What the exercise asks:
Return each line of the listing that follows in which the string "segment" can be found.
+++
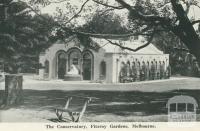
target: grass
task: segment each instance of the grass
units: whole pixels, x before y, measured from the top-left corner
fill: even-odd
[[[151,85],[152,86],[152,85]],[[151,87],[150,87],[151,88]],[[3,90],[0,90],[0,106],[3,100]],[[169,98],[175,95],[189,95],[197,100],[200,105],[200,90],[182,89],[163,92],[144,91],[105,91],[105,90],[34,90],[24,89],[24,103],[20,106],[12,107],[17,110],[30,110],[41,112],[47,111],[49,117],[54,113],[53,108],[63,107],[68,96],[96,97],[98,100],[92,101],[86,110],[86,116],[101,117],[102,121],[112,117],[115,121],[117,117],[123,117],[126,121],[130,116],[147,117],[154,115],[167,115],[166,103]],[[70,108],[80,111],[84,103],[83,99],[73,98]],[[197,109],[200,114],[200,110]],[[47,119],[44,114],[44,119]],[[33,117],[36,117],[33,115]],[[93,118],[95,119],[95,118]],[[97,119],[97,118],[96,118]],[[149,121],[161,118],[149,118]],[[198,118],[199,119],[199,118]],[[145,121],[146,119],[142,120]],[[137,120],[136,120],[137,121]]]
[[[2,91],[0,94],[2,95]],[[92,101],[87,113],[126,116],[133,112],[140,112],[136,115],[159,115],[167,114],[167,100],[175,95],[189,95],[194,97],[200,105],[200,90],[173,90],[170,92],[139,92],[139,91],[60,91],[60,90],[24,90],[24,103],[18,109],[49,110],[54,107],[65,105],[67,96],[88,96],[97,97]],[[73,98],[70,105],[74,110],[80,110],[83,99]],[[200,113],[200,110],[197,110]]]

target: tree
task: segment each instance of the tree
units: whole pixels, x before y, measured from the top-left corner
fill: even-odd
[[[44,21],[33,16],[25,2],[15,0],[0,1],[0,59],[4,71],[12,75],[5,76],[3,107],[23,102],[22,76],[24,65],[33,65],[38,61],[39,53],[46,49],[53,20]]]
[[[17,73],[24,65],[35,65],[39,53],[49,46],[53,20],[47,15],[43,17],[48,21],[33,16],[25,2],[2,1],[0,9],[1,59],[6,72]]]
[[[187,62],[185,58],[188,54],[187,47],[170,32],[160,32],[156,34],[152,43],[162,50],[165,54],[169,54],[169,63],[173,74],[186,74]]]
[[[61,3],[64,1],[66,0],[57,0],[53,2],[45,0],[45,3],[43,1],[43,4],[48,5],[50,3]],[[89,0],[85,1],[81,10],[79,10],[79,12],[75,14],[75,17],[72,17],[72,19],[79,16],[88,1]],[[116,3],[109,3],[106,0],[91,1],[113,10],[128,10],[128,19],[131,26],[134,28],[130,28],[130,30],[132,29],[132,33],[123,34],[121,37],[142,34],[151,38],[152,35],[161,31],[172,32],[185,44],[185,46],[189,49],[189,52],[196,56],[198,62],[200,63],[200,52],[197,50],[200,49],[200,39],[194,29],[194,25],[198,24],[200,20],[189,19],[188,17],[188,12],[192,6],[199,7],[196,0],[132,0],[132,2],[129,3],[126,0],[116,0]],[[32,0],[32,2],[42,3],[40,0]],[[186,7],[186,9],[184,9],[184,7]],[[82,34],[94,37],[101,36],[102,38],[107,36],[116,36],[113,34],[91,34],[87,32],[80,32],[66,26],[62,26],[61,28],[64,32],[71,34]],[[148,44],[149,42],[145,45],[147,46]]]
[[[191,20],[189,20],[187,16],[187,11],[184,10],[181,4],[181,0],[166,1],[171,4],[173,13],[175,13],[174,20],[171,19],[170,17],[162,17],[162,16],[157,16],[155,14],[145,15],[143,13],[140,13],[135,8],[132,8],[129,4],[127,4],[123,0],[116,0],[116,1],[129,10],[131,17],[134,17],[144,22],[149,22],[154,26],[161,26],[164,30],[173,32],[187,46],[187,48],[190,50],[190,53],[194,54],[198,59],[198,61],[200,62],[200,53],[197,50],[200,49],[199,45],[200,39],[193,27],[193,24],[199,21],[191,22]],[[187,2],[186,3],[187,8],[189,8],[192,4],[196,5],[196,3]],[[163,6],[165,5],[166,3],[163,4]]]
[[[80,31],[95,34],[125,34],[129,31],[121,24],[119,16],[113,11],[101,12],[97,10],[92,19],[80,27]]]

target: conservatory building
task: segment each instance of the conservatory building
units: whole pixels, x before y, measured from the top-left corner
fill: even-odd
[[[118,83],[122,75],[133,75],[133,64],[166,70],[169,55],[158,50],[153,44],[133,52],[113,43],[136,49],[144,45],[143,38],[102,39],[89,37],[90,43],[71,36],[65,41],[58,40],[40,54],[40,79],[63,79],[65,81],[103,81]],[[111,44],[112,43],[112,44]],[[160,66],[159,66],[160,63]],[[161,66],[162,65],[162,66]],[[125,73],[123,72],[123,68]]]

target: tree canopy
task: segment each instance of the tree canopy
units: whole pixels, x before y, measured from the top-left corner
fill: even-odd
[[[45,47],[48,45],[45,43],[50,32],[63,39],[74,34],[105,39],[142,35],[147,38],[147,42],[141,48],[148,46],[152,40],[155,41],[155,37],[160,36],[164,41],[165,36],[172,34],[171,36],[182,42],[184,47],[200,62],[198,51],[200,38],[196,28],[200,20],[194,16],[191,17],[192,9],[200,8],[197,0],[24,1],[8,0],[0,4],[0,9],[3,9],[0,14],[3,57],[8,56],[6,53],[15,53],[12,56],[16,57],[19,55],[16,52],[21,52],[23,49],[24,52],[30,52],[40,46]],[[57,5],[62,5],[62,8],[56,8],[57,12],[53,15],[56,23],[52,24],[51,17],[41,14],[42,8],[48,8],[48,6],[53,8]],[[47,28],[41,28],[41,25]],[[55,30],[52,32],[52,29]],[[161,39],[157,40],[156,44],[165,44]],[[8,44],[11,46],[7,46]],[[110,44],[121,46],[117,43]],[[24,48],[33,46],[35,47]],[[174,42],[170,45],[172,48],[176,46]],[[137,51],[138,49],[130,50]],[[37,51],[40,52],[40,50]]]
+++
Output:
task: segment each instance of the grass
task: segment each instance of the tree
task: segment each instance of the conservatory building
task: segment each instance of the tree canopy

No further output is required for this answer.